Problem description: Only the lines from the one with "Draw the outline of every instance of the sidewalk." through the final line should be given again, exactly as they appear, minus the pictures.

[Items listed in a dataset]
▽

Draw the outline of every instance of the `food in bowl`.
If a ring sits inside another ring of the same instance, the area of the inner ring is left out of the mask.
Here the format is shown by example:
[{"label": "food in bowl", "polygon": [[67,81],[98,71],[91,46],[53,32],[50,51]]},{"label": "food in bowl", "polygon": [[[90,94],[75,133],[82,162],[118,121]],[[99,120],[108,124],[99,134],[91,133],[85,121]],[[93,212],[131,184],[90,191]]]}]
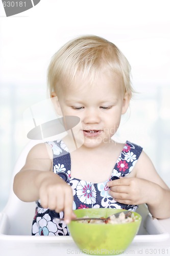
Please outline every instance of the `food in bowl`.
[{"label": "food in bowl", "polygon": [[[89,216],[85,216],[85,218],[89,218]],[[126,215],[125,213],[123,211],[121,212],[118,217],[116,217],[113,214],[111,215],[109,219],[105,219],[104,217],[102,217],[101,219],[103,218],[103,220],[82,220],[80,222],[84,223],[93,223],[93,224],[119,224],[119,223],[126,223],[127,222],[132,222],[135,221],[136,219],[136,216],[134,216],[134,214],[132,212],[130,216],[126,217]]]},{"label": "food in bowl", "polygon": [[[75,210],[74,212],[78,218],[107,218],[120,211],[122,209],[86,208]],[[89,254],[118,254],[125,252],[139,228],[141,217],[137,212],[133,212],[133,221],[107,224],[102,221],[100,223],[71,221],[68,228],[82,252]]]}]

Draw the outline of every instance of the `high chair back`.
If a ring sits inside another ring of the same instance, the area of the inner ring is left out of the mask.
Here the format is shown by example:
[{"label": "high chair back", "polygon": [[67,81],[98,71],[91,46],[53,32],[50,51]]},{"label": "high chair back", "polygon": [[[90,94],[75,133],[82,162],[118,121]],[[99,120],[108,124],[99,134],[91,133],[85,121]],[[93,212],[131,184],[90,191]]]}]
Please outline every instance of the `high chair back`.
[{"label": "high chair back", "polygon": [[14,167],[8,202],[0,212],[0,240],[2,234],[31,235],[31,226],[35,209],[35,203],[20,201],[13,190],[13,182],[15,174],[24,165],[27,156],[33,146],[40,143],[31,140],[20,155]]}]

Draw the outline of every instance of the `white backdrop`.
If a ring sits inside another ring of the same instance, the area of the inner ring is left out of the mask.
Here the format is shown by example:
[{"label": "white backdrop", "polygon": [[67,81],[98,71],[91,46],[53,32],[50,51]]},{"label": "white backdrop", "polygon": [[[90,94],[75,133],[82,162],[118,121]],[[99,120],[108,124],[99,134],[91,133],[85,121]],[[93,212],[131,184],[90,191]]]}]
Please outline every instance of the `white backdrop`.
[{"label": "white backdrop", "polygon": [[23,113],[46,98],[52,56],[85,34],[111,40],[128,59],[139,93],[117,137],[143,146],[170,186],[168,5],[168,0],[41,0],[6,17],[0,3],[0,209],[16,159],[28,141]]}]

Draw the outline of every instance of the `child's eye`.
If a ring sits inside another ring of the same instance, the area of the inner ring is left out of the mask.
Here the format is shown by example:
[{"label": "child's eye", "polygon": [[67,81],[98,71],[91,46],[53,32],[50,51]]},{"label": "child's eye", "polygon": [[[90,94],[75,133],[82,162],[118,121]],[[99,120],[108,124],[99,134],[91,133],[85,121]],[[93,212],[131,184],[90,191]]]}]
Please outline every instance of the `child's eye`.
[{"label": "child's eye", "polygon": [[80,110],[83,109],[83,106],[72,106],[72,109],[76,110]]},{"label": "child's eye", "polygon": [[100,109],[102,109],[103,110],[110,110],[112,108],[112,106],[100,106]]}]

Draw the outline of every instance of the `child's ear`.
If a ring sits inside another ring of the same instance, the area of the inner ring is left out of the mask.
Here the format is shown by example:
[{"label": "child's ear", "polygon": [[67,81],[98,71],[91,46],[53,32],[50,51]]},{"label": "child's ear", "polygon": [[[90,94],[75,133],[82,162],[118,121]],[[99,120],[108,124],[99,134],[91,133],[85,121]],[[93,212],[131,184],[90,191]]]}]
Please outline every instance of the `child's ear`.
[{"label": "child's ear", "polygon": [[129,106],[129,102],[131,98],[131,95],[127,92],[125,93],[122,105],[122,114],[125,114]]},{"label": "child's ear", "polygon": [[57,115],[58,115],[59,116],[62,116],[59,101],[56,93],[54,92],[52,92],[51,95],[51,97],[52,98],[52,101],[53,102],[54,107],[57,112]]}]

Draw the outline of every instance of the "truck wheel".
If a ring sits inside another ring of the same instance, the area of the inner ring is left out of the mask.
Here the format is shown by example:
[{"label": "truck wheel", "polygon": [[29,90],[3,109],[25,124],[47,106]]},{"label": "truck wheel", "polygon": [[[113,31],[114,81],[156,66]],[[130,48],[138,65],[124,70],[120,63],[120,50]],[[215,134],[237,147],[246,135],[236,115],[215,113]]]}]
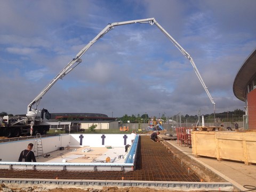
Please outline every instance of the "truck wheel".
[{"label": "truck wheel", "polygon": [[13,130],[13,132],[12,133],[12,136],[13,137],[19,137],[20,135],[20,130],[19,128],[15,128]]}]

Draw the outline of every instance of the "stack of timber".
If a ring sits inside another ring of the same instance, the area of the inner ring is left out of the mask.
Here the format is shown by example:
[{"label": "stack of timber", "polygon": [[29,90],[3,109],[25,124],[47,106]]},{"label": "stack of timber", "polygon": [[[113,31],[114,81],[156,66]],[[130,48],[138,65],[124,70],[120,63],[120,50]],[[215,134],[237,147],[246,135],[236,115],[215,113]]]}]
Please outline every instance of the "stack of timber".
[{"label": "stack of timber", "polygon": [[256,163],[256,132],[191,132],[192,153],[198,156]]},{"label": "stack of timber", "polygon": [[192,131],[222,131],[222,127],[217,126],[194,126],[192,127]]}]

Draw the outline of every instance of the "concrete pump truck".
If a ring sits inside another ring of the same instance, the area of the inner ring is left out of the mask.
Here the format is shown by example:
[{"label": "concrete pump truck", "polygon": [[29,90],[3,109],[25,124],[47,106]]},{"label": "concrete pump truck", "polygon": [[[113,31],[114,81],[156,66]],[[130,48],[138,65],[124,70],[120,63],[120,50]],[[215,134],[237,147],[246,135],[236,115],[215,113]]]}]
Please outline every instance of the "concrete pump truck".
[{"label": "concrete pump truck", "polygon": [[49,121],[51,114],[47,109],[43,108],[38,109],[37,107],[40,100],[51,87],[60,78],[62,78],[70,72],[82,62],[81,58],[85,52],[102,37],[105,34],[113,29],[115,27],[132,23],[149,23],[155,25],[163,32],[171,42],[179,50],[179,51],[188,59],[193,67],[196,75],[199,78],[203,87],[206,91],[211,102],[214,105],[215,114],[215,103],[211,96],[207,87],[203,81],[197,68],[190,55],[178,43],[178,42],[156,21],[155,18],[148,18],[140,20],[131,20],[108,24],[100,33],[83,48],[76,57],[73,59],[49,84],[39,93],[39,94],[28,105],[26,116],[0,117],[0,136],[7,137],[18,137],[20,135],[36,135],[37,133],[45,134],[49,131],[51,122]]}]

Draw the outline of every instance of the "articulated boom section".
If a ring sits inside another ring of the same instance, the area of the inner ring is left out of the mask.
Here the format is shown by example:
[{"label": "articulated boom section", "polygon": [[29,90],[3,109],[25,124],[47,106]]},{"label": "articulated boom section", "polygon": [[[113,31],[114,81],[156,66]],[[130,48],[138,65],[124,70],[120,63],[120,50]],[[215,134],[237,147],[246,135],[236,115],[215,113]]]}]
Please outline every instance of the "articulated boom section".
[{"label": "articulated boom section", "polygon": [[[124,25],[132,23],[149,23],[150,25],[155,25],[161,31],[162,31],[168,38],[172,42],[172,43],[180,50],[180,51],[188,59],[193,66],[193,69],[196,73],[200,82],[206,91],[208,97],[209,97],[211,102],[214,105],[214,114],[215,114],[215,103],[212,99],[210,92],[208,91],[204,82],[202,78],[195,63],[193,61],[190,55],[184,50],[181,46],[156,21],[155,18],[148,18],[145,19],[140,19],[135,20],[131,20],[127,21],[123,21],[119,22],[114,22],[108,24],[100,33],[97,35],[92,41],[91,41],[83,49],[82,49],[76,55],[75,58],[73,59],[68,64],[68,65],[63,69],[59,74],[58,74],[52,79],[49,84],[41,91],[41,92],[31,102],[28,106],[27,116],[32,116],[34,118],[41,118],[41,114],[39,110],[37,110],[37,106],[39,105],[39,101],[43,96],[49,91],[50,89],[54,84],[60,78],[62,78],[68,73],[71,71],[75,67],[79,65],[81,62],[81,57],[86,52],[86,51],[95,43],[98,39],[102,37],[105,34],[114,28],[115,26],[122,26]],[[32,108],[34,105],[36,104],[36,107]]]}]

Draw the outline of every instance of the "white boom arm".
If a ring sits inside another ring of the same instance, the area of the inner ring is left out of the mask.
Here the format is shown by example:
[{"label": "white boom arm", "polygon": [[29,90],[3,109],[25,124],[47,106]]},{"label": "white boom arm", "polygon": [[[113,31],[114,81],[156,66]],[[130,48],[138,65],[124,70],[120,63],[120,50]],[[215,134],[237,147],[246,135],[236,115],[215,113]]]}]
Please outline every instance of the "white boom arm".
[{"label": "white boom arm", "polygon": [[[39,117],[41,116],[40,113],[37,110],[37,106],[39,105],[39,101],[42,98],[43,96],[50,90],[50,89],[56,83],[56,82],[60,78],[62,78],[66,75],[71,71],[75,67],[82,62],[81,57],[85,53],[85,52],[95,43],[98,39],[102,37],[103,36],[107,33],[110,30],[114,29],[115,26],[118,26],[124,25],[132,24],[132,23],[149,23],[151,25],[155,24],[156,26],[169,38],[169,39],[173,43],[173,44],[180,51],[180,52],[190,61],[190,63],[193,66],[194,70],[196,73],[196,75],[199,78],[200,82],[201,82],[203,87],[205,90],[208,97],[212,103],[214,105],[215,111],[215,103],[213,101],[210,92],[208,91],[207,87],[204,84],[203,78],[196,68],[196,65],[193,61],[190,55],[180,46],[178,42],[156,21],[155,18],[148,18],[145,19],[140,19],[135,20],[131,20],[127,21],[123,21],[119,22],[114,22],[111,24],[108,24],[100,33],[96,36],[91,41],[90,41],[79,53],[76,55],[75,58],[72,59],[68,65],[64,68],[49,84],[47,86],[41,91],[41,92],[28,105],[27,116],[33,116],[35,117]],[[32,108],[33,106],[36,103],[35,108]]]}]

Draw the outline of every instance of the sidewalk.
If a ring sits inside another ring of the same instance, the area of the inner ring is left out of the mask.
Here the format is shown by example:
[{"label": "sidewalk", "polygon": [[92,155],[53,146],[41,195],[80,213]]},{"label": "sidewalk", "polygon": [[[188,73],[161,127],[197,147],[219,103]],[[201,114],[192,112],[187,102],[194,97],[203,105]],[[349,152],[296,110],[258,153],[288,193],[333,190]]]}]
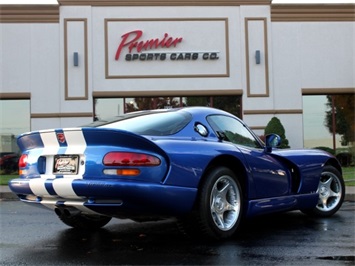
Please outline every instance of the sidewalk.
[{"label": "sidewalk", "polygon": [[[18,199],[17,196],[11,192],[8,186],[0,186],[0,201],[16,199]],[[355,186],[345,188],[345,200],[355,201]]]}]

△

Reply:
Draw the outline of every instance of the sidewalk.
If a ring sits inside another ring of the same instance, the area of the inner ring is left out of the mask.
Here the format is shown by example:
[{"label": "sidewalk", "polygon": [[92,155],[53,146],[41,195],[80,213]]},{"label": "sidewalk", "polygon": [[[188,73],[161,127],[197,147],[219,103]],[[201,114],[192,112],[187,102],[194,97],[203,105]],[[349,152],[296,110],[258,153],[288,193],[333,190]]]}]
Please outline every instance of the sidewalk.
[{"label": "sidewalk", "polygon": [[[18,199],[17,196],[11,192],[8,186],[0,186],[0,201],[16,199]],[[355,186],[345,188],[345,200],[355,201]]]}]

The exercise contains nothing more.